| DOCUMENT SOURCE |

Du 23 au 28 juillet, plus de six millions de jeunes Catholiques sont attendus aux Journées Mondiales de la Jeunesse à Rio de Janeiro. Au-delà de cet événement majeur, la nouvelle génération catholique se mobilise au quotidien pour transmettre la parole de Dieu. L’Eglise compte sur ces nouveaux messagers pour raviver une évangélisation vacillante. Elle a mis en place une véritable stratégie marketing afin de redorer l’image de l’institution catholique auprès des jeunes. Enquête à Grenoble.
IFOP « Les Français et le catholicisme, 50 ans après Vatican II », menée pour le journal La Croix en octobre 2012, montre ainsi que seuls 5 % des Français baptisés se rendent à la messe tous les dimanches. Et la proportion tombe à 1 % chez les moins de 35 ans. Pour autant, le père Bertrand ne se résigne pas : « La Nouvelle évangélisation a permis à l’Eglise de prendre conscience qu’elle devait sortir de sa grotte et aller à la rencontre des gens pour annoncer Dieu. »

| CONSIGNES |
1. Recopiez sans rien changer le passage de l'enquête sur les jeunes catholiques qui va de « Du 23 au 28 » jusqu'à « Enquête à Grenoble. » inclus.
2. Les affirmations suivantes sont-elles conformes à l'enquête sur les jeunes catholiques ? Répondez par oui ou par non, en citant fidèlement les mots qui tranchent. (a) Les Journées Mondiales de la Jeunesse ont lieu à Rio de Janeiro du 23 au 28 juillet. (b) D'après l'étude IFOP, 5 % des moins de 35 ans vont à la messe tous les dimanches. (c) L'étude IFOP a été réalisée pour le journal La Croix en octobre 2012.

| DONNÉES FOURNIES |
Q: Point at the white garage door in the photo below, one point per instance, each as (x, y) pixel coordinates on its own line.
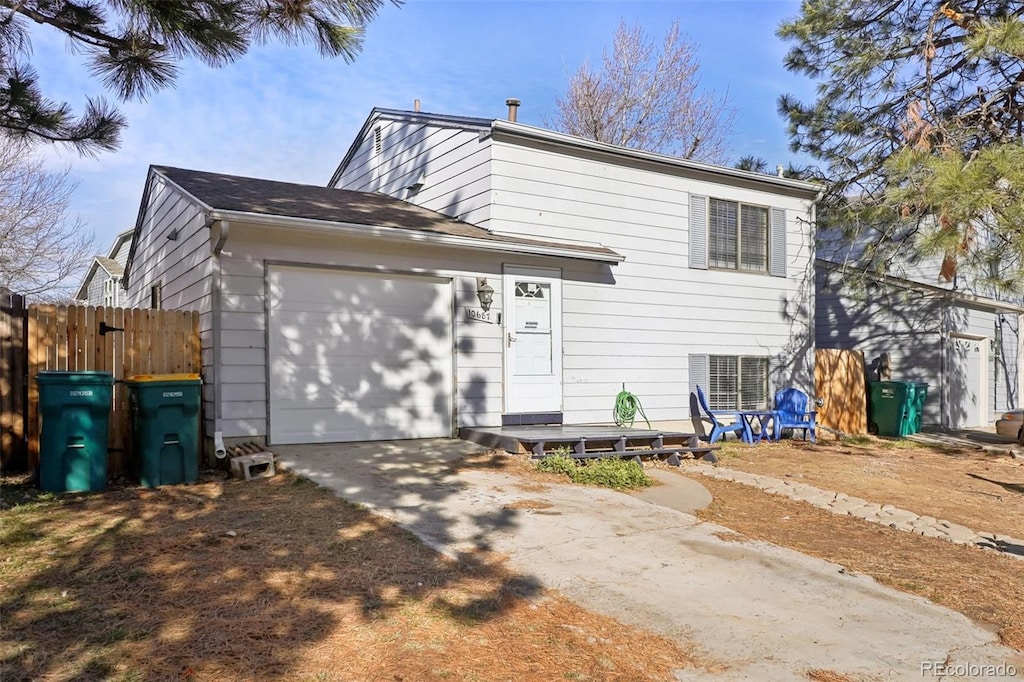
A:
(358, 356)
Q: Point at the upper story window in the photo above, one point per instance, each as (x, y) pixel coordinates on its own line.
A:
(737, 236)
(730, 235)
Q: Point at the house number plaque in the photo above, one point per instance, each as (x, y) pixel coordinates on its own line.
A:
(479, 314)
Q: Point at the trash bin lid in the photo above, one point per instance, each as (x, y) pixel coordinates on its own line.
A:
(139, 378)
(74, 377)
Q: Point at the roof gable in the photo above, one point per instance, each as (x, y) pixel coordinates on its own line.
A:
(375, 215)
(378, 114)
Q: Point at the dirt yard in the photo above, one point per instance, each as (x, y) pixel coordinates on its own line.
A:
(279, 580)
(276, 580)
(977, 489)
(982, 492)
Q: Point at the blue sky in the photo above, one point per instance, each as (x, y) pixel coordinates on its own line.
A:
(284, 113)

| RÉPONSES PAR CONSIGNE |
1.
Du 23 au 28 juillet, plus de six millions de jeunes Catholiques sont attendus aux Journées Mondiales de la Jeunesse à Rio de Janeiro. Au-delà de cet événement majeur, la nouvelle génération catholique se mobilise au quotidien pour transmettre la parole de Dieu. L’Eglise compte sur ces nouveaux messagers pour raviver une évangélisation vacillante. Elle a mis en place une véritable stratégie marketing afin de redorer l’image de l’institution catholique auprès des jeunes. Enquête à Grenoble.

2.
(a) Oui : « Du 23 au 28 juillet, plus de six millions de jeunes Catholiques sont attendus aux Journées Mondiales de la Jeunesse à Rio de Janeiro. »
(b) Non : « Et la proportion tombe à 1 % chez les moins de 35 ans. »
(c) Oui : « menée pour le journal La Croix en octobre 2012 »